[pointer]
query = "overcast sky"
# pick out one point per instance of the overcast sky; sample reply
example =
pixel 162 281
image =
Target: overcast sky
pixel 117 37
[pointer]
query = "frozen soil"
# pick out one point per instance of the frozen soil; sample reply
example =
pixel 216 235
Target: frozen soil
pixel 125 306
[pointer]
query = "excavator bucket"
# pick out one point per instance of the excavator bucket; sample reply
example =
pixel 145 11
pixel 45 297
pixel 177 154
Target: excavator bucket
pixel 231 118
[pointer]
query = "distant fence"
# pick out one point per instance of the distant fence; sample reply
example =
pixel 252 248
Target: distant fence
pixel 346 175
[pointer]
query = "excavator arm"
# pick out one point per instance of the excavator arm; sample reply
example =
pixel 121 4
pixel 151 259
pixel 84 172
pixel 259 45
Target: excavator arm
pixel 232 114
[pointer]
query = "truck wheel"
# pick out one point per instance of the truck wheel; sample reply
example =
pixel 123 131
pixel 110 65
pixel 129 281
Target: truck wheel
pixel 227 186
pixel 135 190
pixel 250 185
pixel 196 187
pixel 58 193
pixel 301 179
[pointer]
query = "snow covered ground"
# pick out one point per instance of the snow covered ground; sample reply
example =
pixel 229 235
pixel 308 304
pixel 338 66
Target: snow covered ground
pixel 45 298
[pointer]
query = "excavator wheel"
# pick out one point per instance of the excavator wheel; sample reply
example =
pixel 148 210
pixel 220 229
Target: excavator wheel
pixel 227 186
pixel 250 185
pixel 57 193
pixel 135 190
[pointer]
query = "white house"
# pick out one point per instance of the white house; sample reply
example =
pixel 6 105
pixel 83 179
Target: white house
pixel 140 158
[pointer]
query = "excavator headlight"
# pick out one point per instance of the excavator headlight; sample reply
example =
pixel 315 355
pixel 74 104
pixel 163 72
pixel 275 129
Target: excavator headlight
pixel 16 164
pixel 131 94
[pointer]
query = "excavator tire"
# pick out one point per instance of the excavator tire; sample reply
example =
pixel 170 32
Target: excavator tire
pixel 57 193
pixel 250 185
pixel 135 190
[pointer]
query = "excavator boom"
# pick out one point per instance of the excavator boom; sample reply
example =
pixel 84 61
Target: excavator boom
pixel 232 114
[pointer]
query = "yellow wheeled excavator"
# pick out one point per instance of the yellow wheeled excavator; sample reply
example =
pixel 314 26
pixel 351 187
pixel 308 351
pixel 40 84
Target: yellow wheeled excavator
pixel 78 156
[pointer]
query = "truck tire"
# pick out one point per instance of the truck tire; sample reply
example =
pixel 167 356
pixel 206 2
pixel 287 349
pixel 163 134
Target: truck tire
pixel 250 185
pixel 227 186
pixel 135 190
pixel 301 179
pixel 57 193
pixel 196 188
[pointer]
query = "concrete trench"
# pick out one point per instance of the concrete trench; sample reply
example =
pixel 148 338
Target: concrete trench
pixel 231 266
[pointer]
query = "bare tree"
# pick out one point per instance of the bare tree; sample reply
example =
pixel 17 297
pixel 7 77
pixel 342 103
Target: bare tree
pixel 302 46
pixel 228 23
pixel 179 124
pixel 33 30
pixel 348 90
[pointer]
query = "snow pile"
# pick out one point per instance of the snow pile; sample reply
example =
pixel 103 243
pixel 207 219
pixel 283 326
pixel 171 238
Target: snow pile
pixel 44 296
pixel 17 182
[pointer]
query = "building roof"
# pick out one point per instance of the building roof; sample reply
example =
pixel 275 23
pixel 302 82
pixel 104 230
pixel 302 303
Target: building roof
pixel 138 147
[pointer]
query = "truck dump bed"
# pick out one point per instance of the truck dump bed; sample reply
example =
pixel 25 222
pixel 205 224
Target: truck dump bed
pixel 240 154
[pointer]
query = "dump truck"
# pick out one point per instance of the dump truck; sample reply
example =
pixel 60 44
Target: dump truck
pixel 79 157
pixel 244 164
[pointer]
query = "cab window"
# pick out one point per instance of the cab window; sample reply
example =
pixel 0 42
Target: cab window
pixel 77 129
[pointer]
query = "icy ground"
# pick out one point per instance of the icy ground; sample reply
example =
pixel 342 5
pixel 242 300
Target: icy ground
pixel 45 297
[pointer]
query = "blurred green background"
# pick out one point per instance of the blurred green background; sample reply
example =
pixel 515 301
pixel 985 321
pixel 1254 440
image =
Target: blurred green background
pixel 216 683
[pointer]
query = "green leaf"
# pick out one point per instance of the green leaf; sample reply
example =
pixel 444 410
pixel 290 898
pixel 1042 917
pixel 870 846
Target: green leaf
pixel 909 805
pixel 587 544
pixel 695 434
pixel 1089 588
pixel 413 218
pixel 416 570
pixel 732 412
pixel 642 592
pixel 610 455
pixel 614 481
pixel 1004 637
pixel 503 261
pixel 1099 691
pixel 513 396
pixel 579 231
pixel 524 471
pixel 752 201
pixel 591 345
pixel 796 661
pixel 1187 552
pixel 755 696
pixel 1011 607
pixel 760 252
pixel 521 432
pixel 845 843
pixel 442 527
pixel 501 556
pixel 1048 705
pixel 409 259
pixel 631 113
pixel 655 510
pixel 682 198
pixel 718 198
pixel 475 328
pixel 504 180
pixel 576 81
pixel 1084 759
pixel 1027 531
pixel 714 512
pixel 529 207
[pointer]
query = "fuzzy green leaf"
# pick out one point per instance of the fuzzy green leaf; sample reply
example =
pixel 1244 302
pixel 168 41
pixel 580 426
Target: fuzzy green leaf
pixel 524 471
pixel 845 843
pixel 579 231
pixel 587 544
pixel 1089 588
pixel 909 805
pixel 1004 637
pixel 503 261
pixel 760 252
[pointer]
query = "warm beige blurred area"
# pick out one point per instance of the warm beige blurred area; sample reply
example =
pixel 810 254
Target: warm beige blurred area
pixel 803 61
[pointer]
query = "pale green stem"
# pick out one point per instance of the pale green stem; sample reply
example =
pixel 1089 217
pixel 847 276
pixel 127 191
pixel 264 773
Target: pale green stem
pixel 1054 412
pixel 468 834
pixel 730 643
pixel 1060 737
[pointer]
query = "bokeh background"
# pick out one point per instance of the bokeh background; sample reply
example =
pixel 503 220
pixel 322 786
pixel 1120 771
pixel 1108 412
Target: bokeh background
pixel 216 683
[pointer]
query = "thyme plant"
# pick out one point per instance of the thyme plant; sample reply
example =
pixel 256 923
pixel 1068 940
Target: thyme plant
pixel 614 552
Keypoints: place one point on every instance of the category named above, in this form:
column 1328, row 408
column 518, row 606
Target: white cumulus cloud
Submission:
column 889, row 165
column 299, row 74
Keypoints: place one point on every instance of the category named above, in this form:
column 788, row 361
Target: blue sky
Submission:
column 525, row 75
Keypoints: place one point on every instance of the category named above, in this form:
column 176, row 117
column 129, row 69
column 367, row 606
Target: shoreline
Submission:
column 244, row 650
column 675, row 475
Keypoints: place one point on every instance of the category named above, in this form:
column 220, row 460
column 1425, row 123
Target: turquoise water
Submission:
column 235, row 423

---

Aim:
Identify every line in the rows above that contains the string "overcast", treating uppercase and lowercase letters as different, and copy each such line in full.

Task answer:
query = "overcast sky"
# pick out one point per instance of the overcast sky; sample reply
Target: overcast sky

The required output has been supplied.